AVAILABLE DATA
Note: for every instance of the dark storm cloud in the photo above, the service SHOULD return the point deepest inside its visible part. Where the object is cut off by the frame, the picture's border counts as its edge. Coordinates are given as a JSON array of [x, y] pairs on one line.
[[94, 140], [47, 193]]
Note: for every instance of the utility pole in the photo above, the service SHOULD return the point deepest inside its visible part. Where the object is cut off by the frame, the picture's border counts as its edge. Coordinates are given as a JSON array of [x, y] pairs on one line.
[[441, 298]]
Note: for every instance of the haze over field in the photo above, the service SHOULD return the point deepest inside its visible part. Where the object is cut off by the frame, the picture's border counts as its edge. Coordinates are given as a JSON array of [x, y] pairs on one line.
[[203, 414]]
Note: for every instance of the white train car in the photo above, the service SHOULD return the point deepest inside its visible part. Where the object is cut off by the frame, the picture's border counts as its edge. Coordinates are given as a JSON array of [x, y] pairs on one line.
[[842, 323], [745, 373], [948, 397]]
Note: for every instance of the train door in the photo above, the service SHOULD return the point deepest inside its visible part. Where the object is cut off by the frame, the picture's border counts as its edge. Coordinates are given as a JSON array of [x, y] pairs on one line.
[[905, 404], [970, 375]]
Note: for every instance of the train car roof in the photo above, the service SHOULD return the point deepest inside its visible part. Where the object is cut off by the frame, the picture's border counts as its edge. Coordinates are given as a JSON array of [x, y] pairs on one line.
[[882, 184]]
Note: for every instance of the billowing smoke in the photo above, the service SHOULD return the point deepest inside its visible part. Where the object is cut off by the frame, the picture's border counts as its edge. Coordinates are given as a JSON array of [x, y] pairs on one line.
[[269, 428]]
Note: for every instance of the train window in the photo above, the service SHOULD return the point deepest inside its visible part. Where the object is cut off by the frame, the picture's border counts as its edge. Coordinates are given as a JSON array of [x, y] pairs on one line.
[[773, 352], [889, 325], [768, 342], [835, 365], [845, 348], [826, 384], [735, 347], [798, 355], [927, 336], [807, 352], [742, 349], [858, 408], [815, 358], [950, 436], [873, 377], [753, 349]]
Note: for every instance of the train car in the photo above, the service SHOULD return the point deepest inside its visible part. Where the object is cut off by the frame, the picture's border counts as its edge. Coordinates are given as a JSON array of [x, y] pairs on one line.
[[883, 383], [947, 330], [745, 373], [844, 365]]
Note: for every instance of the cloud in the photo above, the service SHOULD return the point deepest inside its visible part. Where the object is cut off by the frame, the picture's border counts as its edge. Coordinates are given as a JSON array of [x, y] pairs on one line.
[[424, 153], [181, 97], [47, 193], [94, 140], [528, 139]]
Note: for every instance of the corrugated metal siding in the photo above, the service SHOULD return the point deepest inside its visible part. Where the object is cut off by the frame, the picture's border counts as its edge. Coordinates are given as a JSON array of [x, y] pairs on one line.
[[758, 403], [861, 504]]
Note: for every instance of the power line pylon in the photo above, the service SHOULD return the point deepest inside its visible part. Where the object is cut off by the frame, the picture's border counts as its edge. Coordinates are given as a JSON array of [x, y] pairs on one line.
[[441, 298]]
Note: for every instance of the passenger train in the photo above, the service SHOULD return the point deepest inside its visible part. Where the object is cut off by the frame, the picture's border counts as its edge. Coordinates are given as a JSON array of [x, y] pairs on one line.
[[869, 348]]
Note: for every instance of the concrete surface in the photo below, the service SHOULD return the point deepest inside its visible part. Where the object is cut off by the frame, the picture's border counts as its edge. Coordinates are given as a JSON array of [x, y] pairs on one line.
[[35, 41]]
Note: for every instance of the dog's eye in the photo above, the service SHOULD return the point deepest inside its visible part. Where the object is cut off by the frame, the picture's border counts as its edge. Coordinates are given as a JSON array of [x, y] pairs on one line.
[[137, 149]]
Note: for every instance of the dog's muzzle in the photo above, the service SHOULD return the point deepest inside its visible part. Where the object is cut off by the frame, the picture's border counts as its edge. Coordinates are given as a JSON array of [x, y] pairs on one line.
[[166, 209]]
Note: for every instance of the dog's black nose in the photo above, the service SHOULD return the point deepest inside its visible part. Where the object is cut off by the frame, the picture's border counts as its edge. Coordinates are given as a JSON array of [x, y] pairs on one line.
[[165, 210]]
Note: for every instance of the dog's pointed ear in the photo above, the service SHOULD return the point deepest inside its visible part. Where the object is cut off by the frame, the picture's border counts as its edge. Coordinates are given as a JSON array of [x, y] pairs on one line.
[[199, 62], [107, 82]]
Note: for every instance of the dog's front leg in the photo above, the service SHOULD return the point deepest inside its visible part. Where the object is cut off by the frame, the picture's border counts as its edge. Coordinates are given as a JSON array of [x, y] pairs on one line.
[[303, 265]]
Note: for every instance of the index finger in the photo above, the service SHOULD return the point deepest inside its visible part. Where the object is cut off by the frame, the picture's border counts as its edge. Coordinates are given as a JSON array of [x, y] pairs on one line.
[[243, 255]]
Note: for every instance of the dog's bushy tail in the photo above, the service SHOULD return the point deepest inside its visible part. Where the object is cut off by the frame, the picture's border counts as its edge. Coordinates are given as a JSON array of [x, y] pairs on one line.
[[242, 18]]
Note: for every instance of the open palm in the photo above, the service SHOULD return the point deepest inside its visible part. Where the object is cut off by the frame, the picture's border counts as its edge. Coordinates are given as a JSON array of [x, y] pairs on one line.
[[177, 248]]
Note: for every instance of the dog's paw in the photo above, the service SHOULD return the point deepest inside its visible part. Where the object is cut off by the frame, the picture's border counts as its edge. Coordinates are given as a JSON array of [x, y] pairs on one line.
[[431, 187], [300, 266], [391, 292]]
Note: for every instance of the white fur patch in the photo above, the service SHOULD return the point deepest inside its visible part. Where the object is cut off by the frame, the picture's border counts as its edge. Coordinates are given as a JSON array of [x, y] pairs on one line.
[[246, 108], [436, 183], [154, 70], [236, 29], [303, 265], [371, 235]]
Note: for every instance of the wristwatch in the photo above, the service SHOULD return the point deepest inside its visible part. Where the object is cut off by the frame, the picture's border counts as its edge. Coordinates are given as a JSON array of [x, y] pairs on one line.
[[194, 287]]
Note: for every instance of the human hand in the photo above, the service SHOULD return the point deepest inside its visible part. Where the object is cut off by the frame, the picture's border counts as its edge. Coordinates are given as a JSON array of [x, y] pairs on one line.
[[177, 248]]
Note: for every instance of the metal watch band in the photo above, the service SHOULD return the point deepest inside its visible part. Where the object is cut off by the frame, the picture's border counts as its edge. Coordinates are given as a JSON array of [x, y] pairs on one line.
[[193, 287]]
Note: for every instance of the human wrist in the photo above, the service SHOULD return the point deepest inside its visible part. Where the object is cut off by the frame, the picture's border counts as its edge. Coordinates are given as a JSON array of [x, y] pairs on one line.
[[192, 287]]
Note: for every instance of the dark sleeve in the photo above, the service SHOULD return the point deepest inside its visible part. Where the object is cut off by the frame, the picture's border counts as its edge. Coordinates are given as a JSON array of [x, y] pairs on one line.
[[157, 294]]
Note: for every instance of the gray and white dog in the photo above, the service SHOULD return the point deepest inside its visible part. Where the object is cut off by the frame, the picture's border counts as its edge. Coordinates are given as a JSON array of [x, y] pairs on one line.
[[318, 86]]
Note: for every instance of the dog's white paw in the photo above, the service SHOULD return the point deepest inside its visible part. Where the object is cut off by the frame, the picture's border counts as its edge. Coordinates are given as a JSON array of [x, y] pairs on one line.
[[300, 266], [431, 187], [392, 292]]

EXERCISE REQUIREMENTS
Retype the whole listing without changing anything.

TASK RESULT
Note: for every instance of the dark storm cloud in the photo above, the service SHOULD return the point deepest inside its visible part. Where the object is cut off by the frame, the picture's border counts as its edge. Coordinates are given as a JSON array of [x, y] pairs on one line.
[[94, 140], [47, 193]]
Note: for every instance of the utility pole in the photo above, the service SHOULD return the point deepest inside its visible part. Where the object is cut off by the frame, the picture's border counts as its edge. Coordinates are given as a JSON array of [x, y] pairs on one line.
[[441, 298]]
Note: for every instance of the haze over field in the photo above, the service SHOULD return the point deepest inside its visible part. Where the object is cut off by the frame, the picture's border counts as its edge. Coordinates are given as a JSON array of [x, y] pairs on one line.
[[203, 414]]
Note: for every instance of the white train car in the photo above, the service SHOULD return the point deepest inside its visible part. Where the object is cut off by the frame, the picture's border counts as its edge. Coordinates are given as a JSON array of [x, y] pairs on one line.
[[842, 323], [745, 373], [948, 397]]
Note: for every instance of the train door in the photo above, the service SHOULD return the point deepest inside its visible part. Where the object is cut off by the frame, the picture's border counts as its edge. Coordinates are given as a JSON array of [x, y] pairs on one line.
[[905, 404], [970, 375]]
Note: for every instance of the train car roof in the photo above, the service SHOULD return the point deepest inside its visible part. Where the object is cut off by the frame, the picture's border counts as its edge. Coordinates are given as a JSON array of [x, y] pairs on one line.
[[882, 184]]
Note: for every instance of the billowing smoke in the photo above, the service SHOULD return the point deepest inside its visible part. Where the object is cut off by the frame, the picture's border counts as its edge. Coordinates are given as a JSON array of [x, y] pairs on one line.
[[269, 428]]
Note: for every instance of the train window in the photo above, the service SHOULD return the point deepest inside its visible part. Where the object is cut off by the frame, the picture's border counts as its edge. Coordinates are given as a JSON array of [x, y] pairs on one line.
[[773, 352], [889, 325], [768, 342], [835, 365], [845, 348], [826, 384], [735, 347], [798, 355], [927, 336], [807, 352], [742, 349], [858, 408], [815, 358], [950, 436], [873, 377], [753, 349]]
Note: for every instance of the train car in the photo above, the service SHOULD return the point deepest inside its visible part. Where the object is cut off by the frame, the picture's border counts as its edge. Coordinates are given as a JSON array of [x, y] pairs on one line.
[[883, 383], [947, 330], [745, 373], [844, 365]]
Note: for every instance of the cloud in the photo above, the service SHOULD return the point deepest inside its visible part. Where the object is cut off by the frame, the picture's border counts as its edge. Coordinates are given as a JSON array of [x, y] pairs on one line.
[[424, 153], [181, 97], [47, 193], [94, 140], [528, 139]]
Note: for every instance of the corrugated metal siding in the photo above, the service SHOULD return the point deepest inside its visible part. Where the object is cut off by the frame, the picture's border counts as its edge. Coordinates are given as a JSON array of [x, y] pairs on one line.
[[758, 403], [861, 504]]
Note: for every instance of the power line pylon in the photo above, the service SHOULD return the point deepest inside its visible part. Where the object is cut off by the frame, the picture's border counts as its edge. Coordinates are given as a JSON array of [x, y] pairs on one line.
[[441, 298]]
Note: for every instance of the passenger train in the photo above, the service SHOULD return the point deepest inside its visible part. Where the object is cut off by the frame, the picture's border counts as its edge. Coordinates are given as a JSON array of [x, y] pairs on one line.
[[869, 348]]
Note: for every instance of the concrete surface in the photo below, the service SHOULD return the point deepest inside its visible part. Where the object is cut off by the frame, the picture's border counts as its edge. Coordinates are given as a JSON array of [x, y] pairs on one line.
[[35, 41]]
Note: for every instance of the dog's eye in the photo above, the service SHOULD return the point deepest inside its visible part. Where the object is cut off by the frame, the picture's border counts as its edge. Coordinates are given as a JSON array of [x, y] pairs on one line.
[[137, 149]]
Note: for every instance of the dog's muzzle in the photo above, the service SHOULD return the point deepest inside its visible part. Where the object is cut off by the frame, the picture's border counts as its edge. Coordinates are given as a JSON array of [x, y] pairs on one line.
[[166, 209]]
Note: for every instance of the dog's black nose in the photo above, the service SHOULD return the point deepest inside its visible part. Where the object is cut off by the frame, the picture's border counts as its edge. Coordinates are given as a JSON array of [x, y] pairs on one line.
[[165, 210]]
Note: for every instance of the dog's pointed ear in the photo above, the service SHOULD return the point deepest inside its visible part. Where the object is cut off by the frame, the picture's border counts as its edge. Coordinates are given as a JSON array of [x, y] pairs on one line.
[[199, 62], [107, 82]]
Note: for every instance of the dog's front leg in the photo above, the service SHOULD return the point deepest inside its visible part. Where the object is cut off by the frame, the picture's border counts as its edge. Coordinates are given as a JSON array of [x, y] pairs on one line.
[[303, 265]]
Note: for every instance of the index finger in the photo above, the service SHOULD return the point deepest inside its visible part. Where the object is cut off by the frame, the picture's border counts as its edge. Coordinates are given as a JSON array of [x, y] pairs on one line.
[[243, 255]]
Note: for every instance of the dog's bushy tail in the photo above, the service SHOULD return the point deepest inside its visible part. Where the object is cut off by the frame, the picture's border counts as its edge. Coordinates are given as a JSON array of [x, y] pairs on one line.
[[242, 18]]
Note: for every instance of the open palm in the photo above, the service SHOULD return the point deepest inside its visible part. Where the object is cut off by the frame, the picture's border counts as its edge. Coordinates are given as a JSON array of [x, y] pairs on one line.
[[177, 248]]
Note: for every instance of the dog's paw in the photo above, the service SHOULD return the point deepest inside its visible part. Where the object is cut off by the frame, the picture's border counts as its edge. Coordinates are given as a JSON array of [x, y] pairs on one line.
[[431, 187], [300, 266], [391, 292]]
Note: for every instance of the white fur patch in the photo above, the service SHOULD return the point deepest inside its visible part. Where the object is cut off by the frame, the picture's border counts as its edge. Coordinates are given as a JSON array of [x, y] pairs on one line.
[[246, 108], [436, 183], [154, 70], [236, 29], [303, 265], [371, 235]]
Note: for every instance of the wristwatch in the photo above, the service SHOULD return the point deepest inside its visible part. Where the object is cut off by the frame, the picture's border counts as its edge. Coordinates are given as a JSON array of [x, y] pairs on one line.
[[194, 287]]
Note: for every instance of the human hand in the photo above, the service SHOULD return the point deepest inside its visible part. Where the object is cut off by the frame, the picture's border counts as its edge. Coordinates are given as a JSON array of [x, y] pairs on one line.
[[177, 248]]
Note: for every instance of the metal watch band in the photo above, the service SHOULD return the point deepest inside its visible part. Where the object is cut off by the frame, the picture's border counts as its edge. Coordinates are given as a JSON array of [x, y] pairs on one line.
[[193, 287]]
Note: for every instance of the human wrist in the photo above, the service SHOULD return the point deepest inside its visible part. Where the object is cut off by the frame, the picture's border counts as its edge. Coordinates are given as a JSON array of [x, y] pairs on one line.
[[192, 287]]
Note: for every instance of the dark sleeve in the photo above, the service SHOULD return the point deepest inside its visible part. Where the object is cut off by the frame, the picture's border counts as its edge. Coordinates are given as a JSON array of [x, y] pairs on one line.
[[157, 294]]
Note: for every instance of the gray and white dog in the photo above, the service SHOULD return the point deepest inside its visible part. Where the object is cut off by the frame, the picture's border counts as its edge. Coordinates are given as a JSON array of [x, y] pairs on one line.
[[318, 86]]
Note: for every instance of the dog's white paw in the photo above, the service SHOULD return the point deepest inside its visible part. Where the object is cut off by the frame, the picture's border counts as its edge. Coordinates are given as a JSON array of [x, y] pairs on one line.
[[300, 266], [431, 187], [392, 292]]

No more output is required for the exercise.